_Problems to solve_
**1)** Copy out the part of the article about Wells starting with "He was Robin" and going on through "clients had done.".
**2)** In the article about Wells, rewrite the paragraph beginning "He was Robin Givens’ makeup artist" as a short bulleted list that keeps its main facts.
**3)** Carry on the article about Wells, picking up after its last sentence.

_Reading text_
_ _ _

The effort completes the circle for Wells, a Baltimore native and MICA graduate who was an art teacher in Baltimore in the mid-1970s before moving to New York to pursue his dream of becoming a makeup artist.
It was in New York that he honed his craft working at a number of makeup counters before catching the eye of a fashion editor and eventually working with the likes of Glamour, Life and Harper’s Bazaar.
But it was his work with Essence — he did makeup for the model or celebrity on more than 100 covers — that resulted in his work with Winfrey and other major Black female entertainers from the 1970s to today.
Wells rattles off celebrity stories — there seems to be an endless number of them — with ease.
He’s “beaten the face” — a positive term used to describe when an artist has applied flawless makeup — of Beyonce, Halle Berry and Michelle Obama.
He was Robin Givens’ makeup artist for important events such as her wedding to Mike Tyson and their now infamous interview with Barbara Walters. He did the makeup for Lauryn Hill’s neo-soul classic “Doo-Wop (That Thing)” video in 1998. He was also there for a number of Aretha Franklin photos — he calls her “ReRe.”
No plastic surgery
His work was so good, he said the late Joan Rivers demanded to know how much plastic surgery his clients had done.

_ _ _

_Data records_
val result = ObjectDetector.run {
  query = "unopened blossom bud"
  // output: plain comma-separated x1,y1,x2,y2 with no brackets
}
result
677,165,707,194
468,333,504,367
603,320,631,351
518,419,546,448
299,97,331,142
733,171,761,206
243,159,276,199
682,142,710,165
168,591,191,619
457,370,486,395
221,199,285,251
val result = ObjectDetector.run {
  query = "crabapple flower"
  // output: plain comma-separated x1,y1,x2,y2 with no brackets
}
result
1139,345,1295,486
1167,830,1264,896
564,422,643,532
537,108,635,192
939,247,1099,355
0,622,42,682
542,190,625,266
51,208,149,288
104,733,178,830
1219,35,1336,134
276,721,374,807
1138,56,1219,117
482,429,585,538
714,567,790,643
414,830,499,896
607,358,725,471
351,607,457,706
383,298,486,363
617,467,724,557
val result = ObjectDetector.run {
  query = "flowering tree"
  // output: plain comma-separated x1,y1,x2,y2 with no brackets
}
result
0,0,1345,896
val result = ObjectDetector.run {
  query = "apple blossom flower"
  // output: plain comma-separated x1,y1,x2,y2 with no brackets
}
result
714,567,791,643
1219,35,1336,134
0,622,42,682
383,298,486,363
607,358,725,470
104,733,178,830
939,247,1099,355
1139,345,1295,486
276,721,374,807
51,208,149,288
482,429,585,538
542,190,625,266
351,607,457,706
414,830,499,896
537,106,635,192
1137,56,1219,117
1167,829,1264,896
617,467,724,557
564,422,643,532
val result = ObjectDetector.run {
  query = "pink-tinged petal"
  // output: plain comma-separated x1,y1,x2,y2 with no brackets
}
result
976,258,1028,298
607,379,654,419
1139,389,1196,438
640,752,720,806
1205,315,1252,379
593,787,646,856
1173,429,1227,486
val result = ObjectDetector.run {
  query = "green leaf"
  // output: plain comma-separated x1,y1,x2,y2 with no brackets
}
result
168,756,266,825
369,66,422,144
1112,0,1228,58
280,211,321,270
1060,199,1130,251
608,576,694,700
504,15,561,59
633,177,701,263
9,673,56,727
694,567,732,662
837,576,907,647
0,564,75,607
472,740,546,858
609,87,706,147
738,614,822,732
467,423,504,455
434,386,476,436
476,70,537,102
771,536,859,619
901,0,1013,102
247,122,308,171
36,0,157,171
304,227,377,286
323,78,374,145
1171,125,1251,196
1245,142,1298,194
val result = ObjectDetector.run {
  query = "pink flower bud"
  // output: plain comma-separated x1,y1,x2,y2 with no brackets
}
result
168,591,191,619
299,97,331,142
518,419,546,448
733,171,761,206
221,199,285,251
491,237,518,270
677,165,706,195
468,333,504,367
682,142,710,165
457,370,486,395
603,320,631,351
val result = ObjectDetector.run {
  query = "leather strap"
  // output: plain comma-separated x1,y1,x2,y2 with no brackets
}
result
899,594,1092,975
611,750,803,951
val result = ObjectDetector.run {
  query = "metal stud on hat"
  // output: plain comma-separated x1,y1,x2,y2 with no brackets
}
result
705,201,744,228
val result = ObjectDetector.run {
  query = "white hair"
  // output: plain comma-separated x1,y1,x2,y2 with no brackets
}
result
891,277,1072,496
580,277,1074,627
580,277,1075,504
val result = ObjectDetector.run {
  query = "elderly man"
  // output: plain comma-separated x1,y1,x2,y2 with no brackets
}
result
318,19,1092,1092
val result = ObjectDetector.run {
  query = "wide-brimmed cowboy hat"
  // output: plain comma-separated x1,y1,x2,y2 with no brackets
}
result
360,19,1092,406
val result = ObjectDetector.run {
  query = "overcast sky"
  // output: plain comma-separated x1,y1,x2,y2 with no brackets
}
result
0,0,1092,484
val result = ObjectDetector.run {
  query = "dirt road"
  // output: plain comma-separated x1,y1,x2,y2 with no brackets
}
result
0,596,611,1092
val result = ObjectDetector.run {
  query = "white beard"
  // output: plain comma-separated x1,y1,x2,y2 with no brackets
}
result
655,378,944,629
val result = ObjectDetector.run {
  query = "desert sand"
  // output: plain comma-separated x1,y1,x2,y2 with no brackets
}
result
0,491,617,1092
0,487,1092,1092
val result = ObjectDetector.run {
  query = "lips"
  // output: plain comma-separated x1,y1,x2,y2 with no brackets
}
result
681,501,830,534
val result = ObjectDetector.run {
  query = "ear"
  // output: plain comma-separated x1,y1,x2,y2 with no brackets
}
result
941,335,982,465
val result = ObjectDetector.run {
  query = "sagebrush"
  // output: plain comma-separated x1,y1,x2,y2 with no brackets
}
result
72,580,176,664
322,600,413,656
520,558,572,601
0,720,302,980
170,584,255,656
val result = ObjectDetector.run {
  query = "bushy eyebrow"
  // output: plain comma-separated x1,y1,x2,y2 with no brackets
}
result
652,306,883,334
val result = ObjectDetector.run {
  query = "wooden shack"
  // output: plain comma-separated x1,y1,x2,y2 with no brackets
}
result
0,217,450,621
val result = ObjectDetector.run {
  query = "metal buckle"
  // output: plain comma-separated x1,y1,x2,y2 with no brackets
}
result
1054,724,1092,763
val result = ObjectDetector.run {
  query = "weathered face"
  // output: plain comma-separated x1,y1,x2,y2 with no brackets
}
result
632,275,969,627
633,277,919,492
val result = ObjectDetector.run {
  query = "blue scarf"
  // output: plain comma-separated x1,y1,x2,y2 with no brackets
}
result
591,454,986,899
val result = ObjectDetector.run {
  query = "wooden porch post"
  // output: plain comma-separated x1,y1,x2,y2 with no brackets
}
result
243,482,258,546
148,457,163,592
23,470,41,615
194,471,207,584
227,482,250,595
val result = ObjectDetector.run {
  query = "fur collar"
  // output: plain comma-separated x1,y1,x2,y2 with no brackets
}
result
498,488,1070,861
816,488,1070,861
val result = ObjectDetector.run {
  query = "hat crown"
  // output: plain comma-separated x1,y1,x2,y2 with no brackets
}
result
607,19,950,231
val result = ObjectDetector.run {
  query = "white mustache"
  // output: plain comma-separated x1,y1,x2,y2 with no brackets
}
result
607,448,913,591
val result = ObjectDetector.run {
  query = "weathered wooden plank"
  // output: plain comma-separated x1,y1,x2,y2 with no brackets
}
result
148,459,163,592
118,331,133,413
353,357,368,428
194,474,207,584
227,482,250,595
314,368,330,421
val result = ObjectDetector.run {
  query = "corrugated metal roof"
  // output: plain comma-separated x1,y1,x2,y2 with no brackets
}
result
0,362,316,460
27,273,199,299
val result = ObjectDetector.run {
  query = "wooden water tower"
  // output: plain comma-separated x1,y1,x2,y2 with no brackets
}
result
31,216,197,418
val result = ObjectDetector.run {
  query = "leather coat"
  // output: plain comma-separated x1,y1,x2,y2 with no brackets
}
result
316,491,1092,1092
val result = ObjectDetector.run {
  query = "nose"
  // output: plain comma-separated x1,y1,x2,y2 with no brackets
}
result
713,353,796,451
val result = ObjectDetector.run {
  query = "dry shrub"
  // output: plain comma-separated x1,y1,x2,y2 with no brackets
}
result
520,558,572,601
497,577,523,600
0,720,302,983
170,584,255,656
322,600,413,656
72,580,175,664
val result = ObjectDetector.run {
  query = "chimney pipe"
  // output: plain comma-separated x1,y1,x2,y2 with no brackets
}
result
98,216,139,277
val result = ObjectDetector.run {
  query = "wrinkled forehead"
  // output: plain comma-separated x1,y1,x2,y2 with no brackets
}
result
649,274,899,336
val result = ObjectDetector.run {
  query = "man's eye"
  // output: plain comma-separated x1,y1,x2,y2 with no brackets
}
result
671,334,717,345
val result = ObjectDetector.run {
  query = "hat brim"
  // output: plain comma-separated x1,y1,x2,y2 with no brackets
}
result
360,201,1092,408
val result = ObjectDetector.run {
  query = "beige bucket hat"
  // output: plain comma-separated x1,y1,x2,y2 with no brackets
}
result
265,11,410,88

_ _ _

_Your responses_
**1)**
He was Robin Givens’ makeup artist for important events such as her wedding to Mike Tyson and their now infamous interview with Barbara Walters. He did the makeup for Lauryn Hill’s neo-soul classic “Doo-Wop (That Thing)” video in 1998. He was also there for a number of Aretha Franklin photos — he calls her “ReRe.”
No plastic surgery
His work was so good, he said the late Joan Rivers demanded to know how much plastic surgery his clients had done.

**2)**
- Served as Robin Givens’ makeup artist at important events, including her wedding to Mike Tyson and their now infamous interview with Barbara Walters.
- Did the makeup for Lauryn Hill’s 1998 video “Doo-Wop (That Thing).”
- Worked on a number of Aretha Franklin photos and calls her “ReRe.”

**3)**
“I told her ‘Black people don’t get cut. I’m the doctor,’ as I took out my brush,” he recalled with a chuckle. “I think I shocked a lot of people.”
The women in his retirement community eat up every juicy detail.
“This is what we have to go through,” Lievers exclaimed with a laugh.
It hasn’t always been fun for Wells. There were a lot of dark times.
Wells said he was molested as a child.
“I never told anyone,” he said.
There was the constant teasing about being gay and repeated fights.
Later on, he deflected homophobia from parents and co-workers alike who were skeptical of a gay man teaching art and dance to students.
“They didn’t understand what a homosexual was,” he said.
And even after he moved to a more accepting New York City fashion scene, he lost numerous friends during the AIDS epidemic of the 1980s and 1990s.
Even trying to break into the makeup industry was a challenge — especially for someone looking to provide makeup services for women of color.
Wells started out during a time when there were no major cosmetic companies that catered to Black women.
Wells had to custom-create his own makeup, concocting lipstick and eye shadow for his Black clients with foundations and powders meant for White skin tones.
“Oprah never credited makeup companies in the beginning because we had to make it up. Oprah didn’t believe in lying,” he said. “I had to create all of the makeup. They just didn’t exist.”
It was Wells’ willingness to pioneer new makeup techniques for Black women that caught Winfrey’s eye, according to Wells.
“I did contouring in 1981 before it became a clown’s look,” Wells said.
Wells remembers when he first completed the makeup on the budding media mogul’s skin for an Essence cover.
“She said, ‘I’ve never looked this good before.’ I told her that I could make her look that good every day,” he recalled of the 1986 encounter.
By 1990, Oprah relocated Wells to Chicago to be her full-time makeup artist.
There, Wells’ work didn’t end with makeup. He worked with lighting technicians to come up with non-traditional ways to light sets so that Black skin would look its best on camera.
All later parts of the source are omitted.